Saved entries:
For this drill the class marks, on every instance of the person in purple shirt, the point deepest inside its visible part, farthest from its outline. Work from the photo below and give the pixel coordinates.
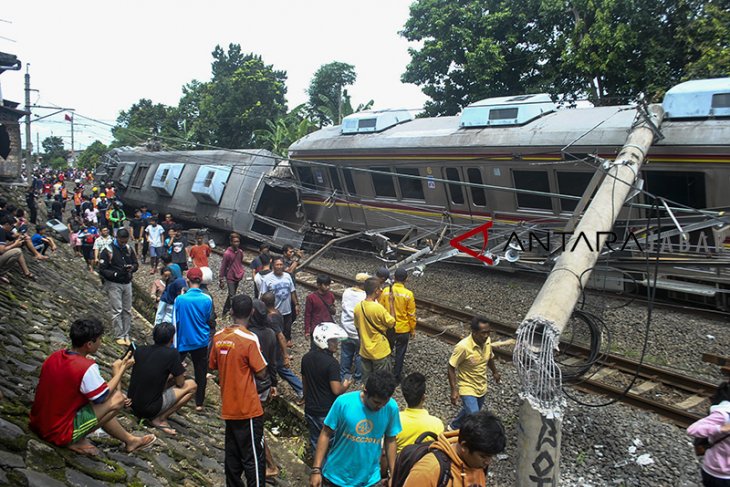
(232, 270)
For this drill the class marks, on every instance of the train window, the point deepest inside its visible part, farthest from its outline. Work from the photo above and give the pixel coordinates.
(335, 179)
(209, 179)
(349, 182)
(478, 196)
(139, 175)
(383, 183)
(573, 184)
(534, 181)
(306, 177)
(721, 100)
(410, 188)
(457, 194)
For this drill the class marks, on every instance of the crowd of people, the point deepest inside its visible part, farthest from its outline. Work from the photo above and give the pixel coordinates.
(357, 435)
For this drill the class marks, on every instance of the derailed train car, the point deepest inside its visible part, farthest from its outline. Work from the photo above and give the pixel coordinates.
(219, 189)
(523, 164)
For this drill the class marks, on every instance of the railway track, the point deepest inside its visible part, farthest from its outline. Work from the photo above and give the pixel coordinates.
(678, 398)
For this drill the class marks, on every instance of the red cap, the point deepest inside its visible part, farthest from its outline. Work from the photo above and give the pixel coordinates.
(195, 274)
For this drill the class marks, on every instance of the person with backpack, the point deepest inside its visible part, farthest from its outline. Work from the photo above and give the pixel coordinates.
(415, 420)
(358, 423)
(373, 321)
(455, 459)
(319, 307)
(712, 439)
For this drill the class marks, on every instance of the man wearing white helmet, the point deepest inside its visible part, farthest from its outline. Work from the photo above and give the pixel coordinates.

▶ _PROBLEM REQUIREMENTS_
Start to finish, write out the data above exactly, omitting all pictures.

▶ _YOUR SOLUTION_
For this drill the class marks, on every instance of the person in purple shirt, the point deepest inside its visible part, farthest from its outline. Work from the photo below and give the pixel coordinates.
(232, 270)
For this drill the class marks, on every instance of the train window, the point deepest inside its visible part, farthest from its outline. Work from the photo above and give the pixel coordinates.
(335, 179)
(209, 179)
(349, 182)
(478, 196)
(139, 175)
(383, 183)
(573, 184)
(534, 181)
(306, 177)
(721, 100)
(410, 188)
(457, 194)
For this drill the class marks, on every instance of the crowd of people, the point deepest inside its visible part, farthest from its outline. Work from the photo above and give the pixel coordinates.
(357, 435)
For this drill the class marks, on every instance of the derailed train car, the point deepest inside its visible part, farthest from its outline. Work from the photo above and give the pixel coordinates.
(219, 189)
(523, 164)
For this drill the class marks, on every instance of the railway track, the point deepest inside its visible part, farthest from its outline. Work from the photo above and give the pixel coordinates.
(678, 398)
For this drill the class marks, on every instance of the red cap, the point deepest inside its visible part, farthest from its outline. Work from the photo above and give the pixel coordinates.
(195, 274)
For this drill the class marks, on every instance of the person with backpack, the point deepest inside its visible part, farthest from its outline. Work from the photo above and give the pixel coordinates.
(415, 420)
(358, 423)
(373, 321)
(455, 459)
(319, 307)
(712, 439)
For this drill the class marks, on every instance of the man wearing white helmet, the point deepest inside its visible part, farthest from its outline. Work from the photo above and give the pixel coordinates.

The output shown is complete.